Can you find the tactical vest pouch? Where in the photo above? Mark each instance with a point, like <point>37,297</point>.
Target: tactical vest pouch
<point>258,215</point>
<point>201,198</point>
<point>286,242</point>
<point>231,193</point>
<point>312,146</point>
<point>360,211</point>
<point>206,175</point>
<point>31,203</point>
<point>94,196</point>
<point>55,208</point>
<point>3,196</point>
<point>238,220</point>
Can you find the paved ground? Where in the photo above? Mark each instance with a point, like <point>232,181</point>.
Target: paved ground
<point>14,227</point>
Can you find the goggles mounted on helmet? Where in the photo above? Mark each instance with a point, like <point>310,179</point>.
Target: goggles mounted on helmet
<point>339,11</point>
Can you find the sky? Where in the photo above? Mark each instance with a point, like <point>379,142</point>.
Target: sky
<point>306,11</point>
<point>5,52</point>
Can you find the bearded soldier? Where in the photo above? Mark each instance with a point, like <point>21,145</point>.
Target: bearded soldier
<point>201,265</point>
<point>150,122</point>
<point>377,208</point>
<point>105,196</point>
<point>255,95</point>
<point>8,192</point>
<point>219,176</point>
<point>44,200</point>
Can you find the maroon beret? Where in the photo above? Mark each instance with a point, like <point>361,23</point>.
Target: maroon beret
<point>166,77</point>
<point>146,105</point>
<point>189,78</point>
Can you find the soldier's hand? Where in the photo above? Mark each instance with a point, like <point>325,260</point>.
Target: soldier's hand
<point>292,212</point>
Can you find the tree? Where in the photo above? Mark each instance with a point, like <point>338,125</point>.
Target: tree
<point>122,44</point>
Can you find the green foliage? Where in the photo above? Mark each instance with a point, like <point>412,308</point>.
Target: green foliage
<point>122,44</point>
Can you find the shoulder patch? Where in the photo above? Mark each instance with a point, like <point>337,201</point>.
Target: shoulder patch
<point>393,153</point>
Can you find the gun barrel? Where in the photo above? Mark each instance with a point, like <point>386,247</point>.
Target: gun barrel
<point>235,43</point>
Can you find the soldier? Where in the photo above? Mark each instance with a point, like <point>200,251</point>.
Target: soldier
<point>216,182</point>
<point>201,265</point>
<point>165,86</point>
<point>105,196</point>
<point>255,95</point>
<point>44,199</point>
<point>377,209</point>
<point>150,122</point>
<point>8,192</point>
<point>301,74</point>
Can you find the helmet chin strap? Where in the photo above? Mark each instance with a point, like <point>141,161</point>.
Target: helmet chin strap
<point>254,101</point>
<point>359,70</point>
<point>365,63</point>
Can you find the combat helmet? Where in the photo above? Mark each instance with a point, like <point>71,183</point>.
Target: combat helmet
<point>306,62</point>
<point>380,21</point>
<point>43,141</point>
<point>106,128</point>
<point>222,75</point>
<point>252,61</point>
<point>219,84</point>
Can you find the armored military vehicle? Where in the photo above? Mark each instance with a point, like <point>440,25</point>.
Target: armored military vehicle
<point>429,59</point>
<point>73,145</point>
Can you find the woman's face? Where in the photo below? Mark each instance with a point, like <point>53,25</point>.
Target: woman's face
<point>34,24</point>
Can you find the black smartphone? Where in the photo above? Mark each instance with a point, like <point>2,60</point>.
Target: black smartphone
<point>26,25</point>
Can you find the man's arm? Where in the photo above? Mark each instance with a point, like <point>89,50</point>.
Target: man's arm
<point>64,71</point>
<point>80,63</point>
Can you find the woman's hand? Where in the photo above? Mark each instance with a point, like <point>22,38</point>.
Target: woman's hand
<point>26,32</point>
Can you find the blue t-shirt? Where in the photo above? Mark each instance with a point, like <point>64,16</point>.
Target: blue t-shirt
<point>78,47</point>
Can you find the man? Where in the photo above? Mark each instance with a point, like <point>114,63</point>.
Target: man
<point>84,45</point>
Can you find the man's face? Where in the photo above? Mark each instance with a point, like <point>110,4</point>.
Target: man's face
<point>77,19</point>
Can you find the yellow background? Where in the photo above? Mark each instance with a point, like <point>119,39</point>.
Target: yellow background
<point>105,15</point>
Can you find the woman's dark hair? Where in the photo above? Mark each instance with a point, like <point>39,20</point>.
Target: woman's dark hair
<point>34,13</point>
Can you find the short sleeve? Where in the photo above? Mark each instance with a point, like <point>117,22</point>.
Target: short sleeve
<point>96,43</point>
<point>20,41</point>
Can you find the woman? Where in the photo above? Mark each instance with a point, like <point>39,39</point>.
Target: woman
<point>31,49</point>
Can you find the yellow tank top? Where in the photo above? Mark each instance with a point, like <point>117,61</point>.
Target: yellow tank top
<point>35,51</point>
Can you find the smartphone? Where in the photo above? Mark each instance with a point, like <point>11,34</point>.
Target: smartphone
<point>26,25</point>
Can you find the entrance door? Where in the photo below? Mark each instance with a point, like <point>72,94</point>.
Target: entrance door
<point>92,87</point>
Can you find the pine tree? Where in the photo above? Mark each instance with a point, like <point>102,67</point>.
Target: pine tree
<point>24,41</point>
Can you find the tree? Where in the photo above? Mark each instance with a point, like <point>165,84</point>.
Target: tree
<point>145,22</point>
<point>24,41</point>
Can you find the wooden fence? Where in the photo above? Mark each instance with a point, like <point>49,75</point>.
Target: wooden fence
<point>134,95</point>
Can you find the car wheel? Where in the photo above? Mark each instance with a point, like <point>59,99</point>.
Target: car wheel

......

Work required
Quote the lines from the one containing "Can you find the man's face?" through the one containing "<point>77,19</point>", inclusive, exactly as they appear.

Output of the task
Can you find the man's face? Where in the photo above? Mark each instance with a point, like <point>110,4</point>.
Target: man's face
<point>77,19</point>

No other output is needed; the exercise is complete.